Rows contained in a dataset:
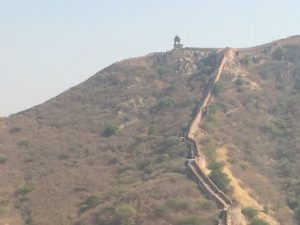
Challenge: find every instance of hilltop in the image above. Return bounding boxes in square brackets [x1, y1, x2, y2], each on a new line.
[0, 36, 300, 225]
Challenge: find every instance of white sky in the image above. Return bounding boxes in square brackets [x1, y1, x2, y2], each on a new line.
[0, 0, 300, 116]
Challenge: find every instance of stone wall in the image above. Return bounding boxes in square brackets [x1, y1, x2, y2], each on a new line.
[185, 48, 241, 225]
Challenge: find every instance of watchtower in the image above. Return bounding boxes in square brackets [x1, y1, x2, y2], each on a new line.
[174, 35, 183, 49]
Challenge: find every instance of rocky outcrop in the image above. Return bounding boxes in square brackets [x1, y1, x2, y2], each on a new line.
[185, 48, 243, 225]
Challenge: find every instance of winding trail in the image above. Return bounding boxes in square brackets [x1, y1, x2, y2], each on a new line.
[185, 48, 240, 225]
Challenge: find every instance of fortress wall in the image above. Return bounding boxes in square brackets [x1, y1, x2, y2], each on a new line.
[186, 48, 237, 225]
[235, 35, 300, 54]
[16, 51, 172, 114]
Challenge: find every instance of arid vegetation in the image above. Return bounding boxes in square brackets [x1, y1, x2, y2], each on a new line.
[0, 36, 300, 225]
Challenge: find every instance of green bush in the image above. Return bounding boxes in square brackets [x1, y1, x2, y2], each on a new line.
[250, 218, 269, 225]
[115, 204, 137, 225]
[0, 155, 8, 164]
[17, 185, 32, 196]
[212, 81, 224, 96]
[156, 96, 176, 110]
[176, 217, 203, 225]
[294, 205, 300, 224]
[153, 205, 168, 217]
[18, 140, 30, 149]
[234, 77, 244, 86]
[242, 207, 258, 219]
[165, 199, 189, 211]
[209, 170, 230, 191]
[80, 195, 100, 213]
[102, 124, 120, 137]
[240, 55, 253, 66]
[9, 127, 21, 134]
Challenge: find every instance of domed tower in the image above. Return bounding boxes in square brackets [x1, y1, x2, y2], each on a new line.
[174, 35, 183, 49]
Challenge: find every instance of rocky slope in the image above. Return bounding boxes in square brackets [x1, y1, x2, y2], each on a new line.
[0, 37, 300, 225]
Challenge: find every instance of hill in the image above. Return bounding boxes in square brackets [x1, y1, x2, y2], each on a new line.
[0, 36, 300, 225]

GOAL: Reproduce the lines running from the start of the rows through the line containing "[185, 48, 243, 225]", with both ends included. Leave the pictures out of your answer.

ANSWER FOR THIS EXERCISE:
Challenge: find every instance of hilltop in the image above. Return bounding boxes in square brackets [x1, y1, x2, y2], each on a new line.
[0, 36, 300, 225]
Challenge: find every instance of white sky in the image above. Return bounding boxes in square brackets [x1, y1, x2, y2], each on a new line.
[0, 0, 300, 116]
Challenge: find every instance of stone wall in the image above. Return bounding boxes in square brackets [x1, y1, x2, y2], each on a new line.
[185, 48, 241, 225]
Challenge: find every instance of watchtower in the image above. Return bounding boxes in square brackets [x1, y1, x2, y2], each on a new line.
[174, 35, 183, 49]
Challenge: find every instance of rocky outcrop in the image above. Return bounding boxes in square brackets [x1, y1, x2, y2], each on a new line.
[185, 48, 243, 225]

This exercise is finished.